• Texto proporcionado:
────────────────────────────────────────
02 12 2017 NUNCA LLUEVE A GUSTO DE TODOS
Nunca llueve a gusto de todos
El
todopoderoso ser humano ha logrado extraordinarios avances desde que era el
desnudo habitante muerto de frío en cuevas inhóspitas hasta conseguir llegar a
donde estamos. En especial, es cosa de maravilla y asombro advertir los
sorprendentes (algunos incluso parecen artificio de magia) resultados que se
están consiguiendo en cuestiones tan delicadas como la medicina o la
alimentación. El ingenio y la inteligencia que tantas veces se han utilizado
para procurar maldades inauditas aplicadas en sentido contrario, esto es, en
búsqueda del bienestar general, nos están asegurando el disfrute de un
bienestar nunca antes conocido.
────────────────────────────────────────
• Tareas:
[a] Según el texto sobre los avances del ser humano, ¿por qué disfrutamos hoy de un bienestar nunca antes conocido? Explícalo en una a tres oraciones.
[b] Reproduce del texto sobre los avances del ser humano el fragmento que comienza en "02 12 2017 NUNCA" y termina en "nunca antes conocido.".
────────────────────────────────────────
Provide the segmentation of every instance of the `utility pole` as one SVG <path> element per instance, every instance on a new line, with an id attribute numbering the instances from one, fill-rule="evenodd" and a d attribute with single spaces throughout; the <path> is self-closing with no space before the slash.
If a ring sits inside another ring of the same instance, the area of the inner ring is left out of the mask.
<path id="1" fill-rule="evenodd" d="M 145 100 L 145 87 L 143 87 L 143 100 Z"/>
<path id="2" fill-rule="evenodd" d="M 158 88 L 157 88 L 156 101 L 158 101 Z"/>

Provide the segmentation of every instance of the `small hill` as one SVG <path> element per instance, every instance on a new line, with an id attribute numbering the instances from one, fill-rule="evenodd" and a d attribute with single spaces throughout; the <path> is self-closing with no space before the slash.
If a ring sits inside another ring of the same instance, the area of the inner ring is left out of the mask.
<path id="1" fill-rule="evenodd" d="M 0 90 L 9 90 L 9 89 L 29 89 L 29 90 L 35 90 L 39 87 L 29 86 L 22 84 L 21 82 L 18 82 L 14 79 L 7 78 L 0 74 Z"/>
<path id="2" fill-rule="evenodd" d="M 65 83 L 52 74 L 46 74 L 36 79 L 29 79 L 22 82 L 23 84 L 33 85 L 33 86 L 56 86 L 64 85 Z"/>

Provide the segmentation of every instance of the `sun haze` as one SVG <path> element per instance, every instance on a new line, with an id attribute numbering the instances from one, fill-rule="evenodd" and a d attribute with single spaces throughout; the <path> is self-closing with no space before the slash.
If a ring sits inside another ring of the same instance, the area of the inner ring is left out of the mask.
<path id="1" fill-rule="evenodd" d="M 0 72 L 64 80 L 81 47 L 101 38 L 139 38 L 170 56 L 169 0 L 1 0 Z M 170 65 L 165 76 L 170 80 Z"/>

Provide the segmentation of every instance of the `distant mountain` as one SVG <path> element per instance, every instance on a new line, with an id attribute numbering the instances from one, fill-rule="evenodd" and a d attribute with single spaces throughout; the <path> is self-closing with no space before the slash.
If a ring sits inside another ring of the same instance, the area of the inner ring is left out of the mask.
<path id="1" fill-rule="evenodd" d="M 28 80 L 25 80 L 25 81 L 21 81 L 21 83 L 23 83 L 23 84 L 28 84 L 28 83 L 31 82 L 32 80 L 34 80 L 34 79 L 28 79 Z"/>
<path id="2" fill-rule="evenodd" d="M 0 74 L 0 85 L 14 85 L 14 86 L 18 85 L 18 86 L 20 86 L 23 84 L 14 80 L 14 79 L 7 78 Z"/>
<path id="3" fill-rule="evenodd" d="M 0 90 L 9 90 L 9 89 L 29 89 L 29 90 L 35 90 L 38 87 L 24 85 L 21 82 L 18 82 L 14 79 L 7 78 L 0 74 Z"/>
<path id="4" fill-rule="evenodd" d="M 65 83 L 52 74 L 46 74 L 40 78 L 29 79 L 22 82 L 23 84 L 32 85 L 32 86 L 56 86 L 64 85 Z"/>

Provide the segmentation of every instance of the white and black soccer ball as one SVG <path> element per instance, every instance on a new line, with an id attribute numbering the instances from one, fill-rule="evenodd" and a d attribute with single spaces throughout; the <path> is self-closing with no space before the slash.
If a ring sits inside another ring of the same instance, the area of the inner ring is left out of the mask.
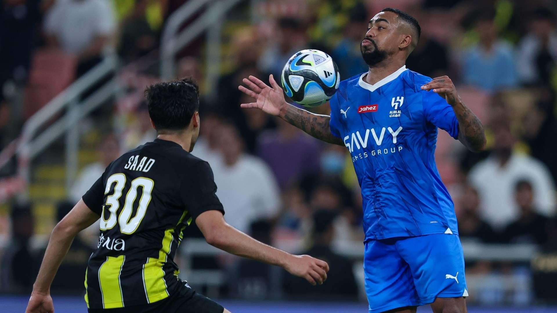
<path id="1" fill-rule="evenodd" d="M 340 82 L 340 74 L 327 53 L 307 49 L 292 56 L 282 70 L 285 93 L 304 106 L 317 106 L 331 99 Z"/>

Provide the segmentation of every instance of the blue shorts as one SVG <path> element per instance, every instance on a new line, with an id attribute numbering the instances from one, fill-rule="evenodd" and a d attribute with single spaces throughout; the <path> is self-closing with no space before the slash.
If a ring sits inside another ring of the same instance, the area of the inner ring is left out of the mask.
<path id="1" fill-rule="evenodd" d="M 369 312 L 468 296 L 456 234 L 372 239 L 365 243 L 364 272 Z"/>

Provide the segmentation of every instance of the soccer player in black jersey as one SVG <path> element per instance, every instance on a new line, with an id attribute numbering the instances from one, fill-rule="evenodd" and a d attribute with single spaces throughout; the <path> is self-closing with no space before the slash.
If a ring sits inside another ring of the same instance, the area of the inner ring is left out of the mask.
<path id="1" fill-rule="evenodd" d="M 178 277 L 173 259 L 192 223 L 210 244 L 323 283 L 326 262 L 262 243 L 224 221 L 211 167 L 190 154 L 199 129 L 196 83 L 159 82 L 145 96 L 157 139 L 111 163 L 54 228 L 26 312 L 54 311 L 50 287 L 58 266 L 77 233 L 99 218 L 99 243 L 85 272 L 91 313 L 228 312 Z"/>

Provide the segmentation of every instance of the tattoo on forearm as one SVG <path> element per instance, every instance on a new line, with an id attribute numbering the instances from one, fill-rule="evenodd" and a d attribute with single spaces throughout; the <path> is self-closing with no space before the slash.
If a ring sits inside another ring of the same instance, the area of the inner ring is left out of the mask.
<path id="1" fill-rule="evenodd" d="M 481 151 L 485 146 L 486 136 L 480 119 L 463 103 L 455 108 L 458 120 L 458 140 L 472 151 Z"/>
<path id="2" fill-rule="evenodd" d="M 330 144 L 344 145 L 338 137 L 331 133 L 329 115 L 314 114 L 305 110 L 289 106 L 284 114 L 284 120 L 311 136 Z"/>

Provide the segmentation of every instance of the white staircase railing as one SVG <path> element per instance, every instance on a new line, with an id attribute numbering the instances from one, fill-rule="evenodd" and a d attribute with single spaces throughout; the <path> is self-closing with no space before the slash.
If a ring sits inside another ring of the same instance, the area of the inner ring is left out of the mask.
<path id="1" fill-rule="evenodd" d="M 77 149 L 79 140 L 79 133 L 70 131 L 77 121 L 115 94 L 117 91 L 115 80 L 113 79 L 105 83 L 82 101 L 80 98 L 84 92 L 105 79 L 110 74 L 115 72 L 118 64 L 116 56 L 106 57 L 30 118 L 23 124 L 19 137 L 8 145 L 10 149 L 4 149 L 0 154 L 0 167 L 17 155 L 19 161 L 17 175 L 25 182 L 25 185 L 28 187 L 31 178 L 30 168 L 31 161 L 58 137 L 67 133 L 66 186 L 69 186 L 77 171 Z M 80 102 L 81 102 L 81 105 L 79 105 Z M 37 132 L 65 110 L 66 112 L 62 118 L 48 125 L 35 138 Z M 20 193 L 20 195 L 26 198 L 28 193 L 25 190 Z M 0 201 L 9 195 L 3 195 Z"/>
<path id="2" fill-rule="evenodd" d="M 166 23 L 161 40 L 161 77 L 168 79 L 174 76 L 178 53 L 206 32 L 207 62 L 205 82 L 207 86 L 213 86 L 220 72 L 222 21 L 224 19 L 225 14 L 242 1 L 190 0 L 173 13 Z M 180 30 L 183 23 L 197 14 L 200 14 L 199 16 Z M 79 132 L 72 130 L 77 122 L 110 97 L 118 94 L 119 91 L 116 80 L 111 79 L 82 101 L 80 101 L 80 97 L 85 91 L 114 72 L 118 63 L 115 56 L 108 57 L 32 116 L 24 124 L 19 137 L 0 152 L 0 167 L 17 155 L 19 161 L 18 177 L 28 186 L 31 161 L 66 134 L 66 187 L 71 185 L 77 171 L 79 140 Z M 79 102 L 81 103 L 77 105 Z M 52 119 L 63 111 L 65 114 L 62 118 L 43 129 Z M 41 133 L 37 136 L 40 131 Z M 2 191 L 0 190 L 0 202 L 9 195 L 1 197 Z M 28 192 L 26 190 L 21 194 L 25 197 Z"/>

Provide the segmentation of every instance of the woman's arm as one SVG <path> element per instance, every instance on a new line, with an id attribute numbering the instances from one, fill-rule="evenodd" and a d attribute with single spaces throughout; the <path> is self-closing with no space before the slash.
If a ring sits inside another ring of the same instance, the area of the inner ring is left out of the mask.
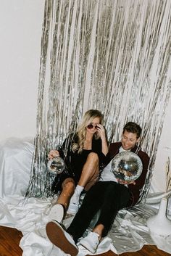
<path id="1" fill-rule="evenodd" d="M 105 129 L 101 124 L 97 125 L 96 129 L 101 139 L 101 152 L 106 156 L 109 152 L 109 146 L 107 141 Z"/>

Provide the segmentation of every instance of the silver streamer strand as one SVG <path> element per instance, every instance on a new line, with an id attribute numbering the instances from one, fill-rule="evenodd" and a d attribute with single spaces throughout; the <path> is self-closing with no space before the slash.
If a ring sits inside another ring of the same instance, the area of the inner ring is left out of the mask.
<path id="1" fill-rule="evenodd" d="M 171 90 L 171 1 L 46 0 L 37 135 L 28 197 L 51 195 L 47 154 L 75 131 L 83 114 L 104 115 L 109 142 L 128 121 L 150 156 L 150 186 Z"/>

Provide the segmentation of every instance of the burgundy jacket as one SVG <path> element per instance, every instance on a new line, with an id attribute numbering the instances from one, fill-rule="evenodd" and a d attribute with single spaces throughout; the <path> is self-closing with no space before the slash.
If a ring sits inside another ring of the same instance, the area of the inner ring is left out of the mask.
────────────────────────────────────────
• Respuestas a continuación:
[a] El ingenio y la inteligencia que muchas veces se han usado para causar maldades inauditas ahora se aplican en sentido contrario, es decir, en busca del bienestar general. Por eso nos aseguran un bienestar nunca antes conocido.

[b]
02 12 2017 NUNCA LLUEVE A GUSTO DE TODOS
Nunca llueve a gusto de todos
El
todopoderoso ser humano ha logrado extraordinarios avances desde que era el
desnudo habitante muerto de frío en cuevas inhóspitas hasta conseguir llegar a
donde estamos. En especial, es cosa de maravilla y asombro advertir los
sorprendentes (algunos incluso parecen artificio de magia) resultados que se
están consiguiendo en cuestiones tan delicadas como la medicina o la
alimentación. El ingenio y la inteligencia que tantas veces se han utilizado
para procurar maldades inauditas aplicadas en sentido contrario, esto es, en
búsqueda del bienestar general, nos están asegurando el disfrute de un
bienestar nunca antes conocido.